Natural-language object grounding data
▬▬▬

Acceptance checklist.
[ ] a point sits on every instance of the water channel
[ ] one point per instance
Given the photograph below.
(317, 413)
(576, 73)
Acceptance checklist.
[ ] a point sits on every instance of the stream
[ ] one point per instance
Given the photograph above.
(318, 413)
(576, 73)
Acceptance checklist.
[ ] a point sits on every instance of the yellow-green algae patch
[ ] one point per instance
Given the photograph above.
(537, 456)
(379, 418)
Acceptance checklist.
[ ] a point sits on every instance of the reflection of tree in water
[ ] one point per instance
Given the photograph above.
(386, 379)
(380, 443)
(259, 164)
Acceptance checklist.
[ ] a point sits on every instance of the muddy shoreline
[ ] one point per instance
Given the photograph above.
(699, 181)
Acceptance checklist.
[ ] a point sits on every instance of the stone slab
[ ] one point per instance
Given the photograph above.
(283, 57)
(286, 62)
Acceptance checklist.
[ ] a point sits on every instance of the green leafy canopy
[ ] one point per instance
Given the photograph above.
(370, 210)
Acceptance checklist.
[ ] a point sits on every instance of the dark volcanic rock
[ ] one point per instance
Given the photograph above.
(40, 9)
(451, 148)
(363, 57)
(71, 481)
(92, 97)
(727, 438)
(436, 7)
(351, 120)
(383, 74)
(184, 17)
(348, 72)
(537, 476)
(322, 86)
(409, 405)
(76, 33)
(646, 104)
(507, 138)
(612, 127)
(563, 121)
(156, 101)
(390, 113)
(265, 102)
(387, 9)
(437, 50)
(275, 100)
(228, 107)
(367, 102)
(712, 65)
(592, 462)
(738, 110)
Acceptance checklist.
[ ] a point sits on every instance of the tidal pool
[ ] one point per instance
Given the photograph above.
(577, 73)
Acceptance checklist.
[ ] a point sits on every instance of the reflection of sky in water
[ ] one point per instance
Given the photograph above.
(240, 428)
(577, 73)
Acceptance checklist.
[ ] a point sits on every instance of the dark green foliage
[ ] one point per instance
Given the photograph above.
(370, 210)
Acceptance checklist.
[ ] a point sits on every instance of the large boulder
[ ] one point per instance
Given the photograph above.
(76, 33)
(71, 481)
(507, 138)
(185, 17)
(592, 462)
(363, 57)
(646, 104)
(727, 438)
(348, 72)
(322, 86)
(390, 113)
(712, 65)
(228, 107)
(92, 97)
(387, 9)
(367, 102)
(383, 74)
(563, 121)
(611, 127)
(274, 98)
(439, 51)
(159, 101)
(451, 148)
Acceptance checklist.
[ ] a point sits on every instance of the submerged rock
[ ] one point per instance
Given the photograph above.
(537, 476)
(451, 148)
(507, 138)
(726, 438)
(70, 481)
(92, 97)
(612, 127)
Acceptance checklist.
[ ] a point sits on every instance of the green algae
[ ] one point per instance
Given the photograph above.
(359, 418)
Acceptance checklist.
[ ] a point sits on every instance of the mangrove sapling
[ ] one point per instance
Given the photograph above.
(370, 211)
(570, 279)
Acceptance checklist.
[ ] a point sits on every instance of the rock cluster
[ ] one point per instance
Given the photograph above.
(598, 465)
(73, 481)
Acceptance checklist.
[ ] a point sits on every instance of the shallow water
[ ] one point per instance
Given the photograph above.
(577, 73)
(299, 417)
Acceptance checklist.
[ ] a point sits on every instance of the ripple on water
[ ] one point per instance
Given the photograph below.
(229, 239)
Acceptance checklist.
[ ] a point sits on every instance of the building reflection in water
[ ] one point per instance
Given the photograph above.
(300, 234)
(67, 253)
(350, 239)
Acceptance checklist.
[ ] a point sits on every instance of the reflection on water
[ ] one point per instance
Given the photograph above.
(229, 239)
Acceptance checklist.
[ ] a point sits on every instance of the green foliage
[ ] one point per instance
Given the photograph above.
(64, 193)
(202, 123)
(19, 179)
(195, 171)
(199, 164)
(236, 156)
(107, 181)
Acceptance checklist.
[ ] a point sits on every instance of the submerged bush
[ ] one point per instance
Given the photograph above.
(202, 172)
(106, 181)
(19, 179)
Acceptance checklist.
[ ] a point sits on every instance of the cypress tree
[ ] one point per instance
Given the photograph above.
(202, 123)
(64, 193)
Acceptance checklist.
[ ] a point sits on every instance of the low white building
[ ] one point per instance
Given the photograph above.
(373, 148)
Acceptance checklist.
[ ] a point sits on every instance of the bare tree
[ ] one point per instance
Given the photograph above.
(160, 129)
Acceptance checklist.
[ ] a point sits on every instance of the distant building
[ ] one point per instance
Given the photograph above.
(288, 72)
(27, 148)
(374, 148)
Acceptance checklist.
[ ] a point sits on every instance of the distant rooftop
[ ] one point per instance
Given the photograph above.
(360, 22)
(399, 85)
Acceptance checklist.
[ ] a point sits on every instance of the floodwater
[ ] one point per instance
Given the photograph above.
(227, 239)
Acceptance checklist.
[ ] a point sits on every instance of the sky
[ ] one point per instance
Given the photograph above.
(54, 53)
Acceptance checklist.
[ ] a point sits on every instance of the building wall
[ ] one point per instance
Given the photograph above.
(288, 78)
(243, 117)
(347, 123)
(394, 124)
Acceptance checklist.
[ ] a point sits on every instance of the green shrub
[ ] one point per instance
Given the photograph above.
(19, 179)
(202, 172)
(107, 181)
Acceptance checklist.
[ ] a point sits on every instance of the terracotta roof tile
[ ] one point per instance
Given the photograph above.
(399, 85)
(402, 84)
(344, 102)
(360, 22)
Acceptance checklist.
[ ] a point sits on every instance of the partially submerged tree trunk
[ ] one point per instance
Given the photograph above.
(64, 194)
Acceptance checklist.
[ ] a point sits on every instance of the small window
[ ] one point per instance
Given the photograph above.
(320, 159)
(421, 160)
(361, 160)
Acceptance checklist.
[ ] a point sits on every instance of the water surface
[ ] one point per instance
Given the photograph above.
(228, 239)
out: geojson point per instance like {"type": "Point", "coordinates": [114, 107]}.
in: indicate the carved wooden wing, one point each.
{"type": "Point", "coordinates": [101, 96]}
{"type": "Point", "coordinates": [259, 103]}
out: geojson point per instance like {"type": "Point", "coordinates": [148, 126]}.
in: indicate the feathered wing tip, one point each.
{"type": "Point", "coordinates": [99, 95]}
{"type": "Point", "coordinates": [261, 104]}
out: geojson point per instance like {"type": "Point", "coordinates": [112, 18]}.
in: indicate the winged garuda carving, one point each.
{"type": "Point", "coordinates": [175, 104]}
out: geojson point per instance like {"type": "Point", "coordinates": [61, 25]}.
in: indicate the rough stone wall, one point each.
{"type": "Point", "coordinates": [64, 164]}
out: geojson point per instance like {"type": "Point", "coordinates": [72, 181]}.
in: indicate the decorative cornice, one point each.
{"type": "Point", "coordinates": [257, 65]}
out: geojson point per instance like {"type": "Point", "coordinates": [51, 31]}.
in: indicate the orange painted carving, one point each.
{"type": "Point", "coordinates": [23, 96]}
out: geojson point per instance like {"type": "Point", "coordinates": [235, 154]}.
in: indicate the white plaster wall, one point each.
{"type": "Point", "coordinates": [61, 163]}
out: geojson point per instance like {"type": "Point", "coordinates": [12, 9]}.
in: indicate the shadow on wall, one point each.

▬▬▬

**PROBLEM DESCRIPTION:** The answer must be every line from the records above that contains the word "submerged", copied in full.

**EXERCISE OUTPUT:**
[ ] a point sits on every instance of the submerged rock
[ ] a point sits on every instance of the submerged bush
[ ] a point sits on every instance of the partially submerged tree trunk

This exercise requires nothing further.